Given instruction 1
In the forum thread about the pump cart, what did DeanV attach to the cart frame to mount the pump to?
Given instruction 2
Write the next part of the forum thread about the pump cart, starting after its final post.

Document section
++++
# Cat aaa



## DeanV (Apr 18, 2007)

Added the aaa to a cart instead of leaving it as a wall mount unit. A couple more changes and it will be ready for testing. Attached some 1/8" metal to the cart frame to mount the pump to.


----------



## NCPaint1 (Aug 6, 2009)

Everything looks good except the 5gal bucket sitting there


----------



## DeanV (Apr 18, 2007)

Don't worry, it was just the closest 5 gallon to where I was setting up the pump to use for size. I do not plan on shooting Loxon XP with it


----------



## straight_lines (Oct 17, 2007)

Dean I was so close to buying that pump last week. Wasted two hours this morning on a graco unit sw had in the back store manager tried to sell me Friday at a deal which had been demoed. <-- more like not cleaned at all and dropped out of a truck going down the highway.


----------



## vermontpainter (Dec 24, 2007)

Nice looking rig Dean. Is it street legal?


----------



## DeanV (Apr 18, 2007)

I am switching out the parts that are needed to make it the same as the WB H2O model. Just need to get a larger diameter pick-up tube and the newer opti tip that was designed for the WB finishes. 

The only thing I noticed, is if I move it in a pick-up, I will have packing fluid all over, since the cart will not fit vertically in a pick-up truck. 

I also had to order a new air pressure gauge some unnamed idiot was tightening the air fittings so both sides were square and snapped off a regulator in the process. I hate it when I do stuff like that. Of course it is a 1/8" fitting on the air gauge and that is not available at any local store, so I had to order one up. Once that gets here I am ready to give it a try.
++++
Listed records
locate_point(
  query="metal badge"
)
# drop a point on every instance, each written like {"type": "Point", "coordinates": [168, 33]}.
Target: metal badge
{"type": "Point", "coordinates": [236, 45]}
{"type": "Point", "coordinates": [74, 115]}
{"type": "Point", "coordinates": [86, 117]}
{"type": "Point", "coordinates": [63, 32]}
++++
Written reply 1
Some 1/8" metal.

Written reply 2
The cart will be nice for moving a 5'er around as needed when I need more reach. The factory cart would not do that since it does not have a platform on the bottom. 

I really want to get some product through this thing soon. I do not have any suitable projects on the horizon though.


----------



## NCPaint1 (Aug 6, 2009)

Dean, looks like you have some scaffold in the background, black with orange flames would be sweet. You could spray that.


----------



## Workaholic (Apr 17, 2007)

Looking good Dean. :thumbsup:

Looks like you need a rack system. :whistling2:


----------



## DeanV (Apr 18, 2007)

Unfortunately, flames are above my pay scale. 

I do see an erectarack in my future.


----------



## mr.fixit (Aug 16, 2009)

pretty clever


----------



## Ramsey (Jan 15, 2011)

Hey dean cool setup. Boy if I though of that I might have used it more often. Lol. I toted all my product back and forth to the shop to shoot it. Pain in the butt. That's y I only used it a few times. Moving 4x8 sheets if plywood panels with fresh cv and stain on em wasn't fun. Great idea bud. Shoulda called me I have an extra brand new regulator.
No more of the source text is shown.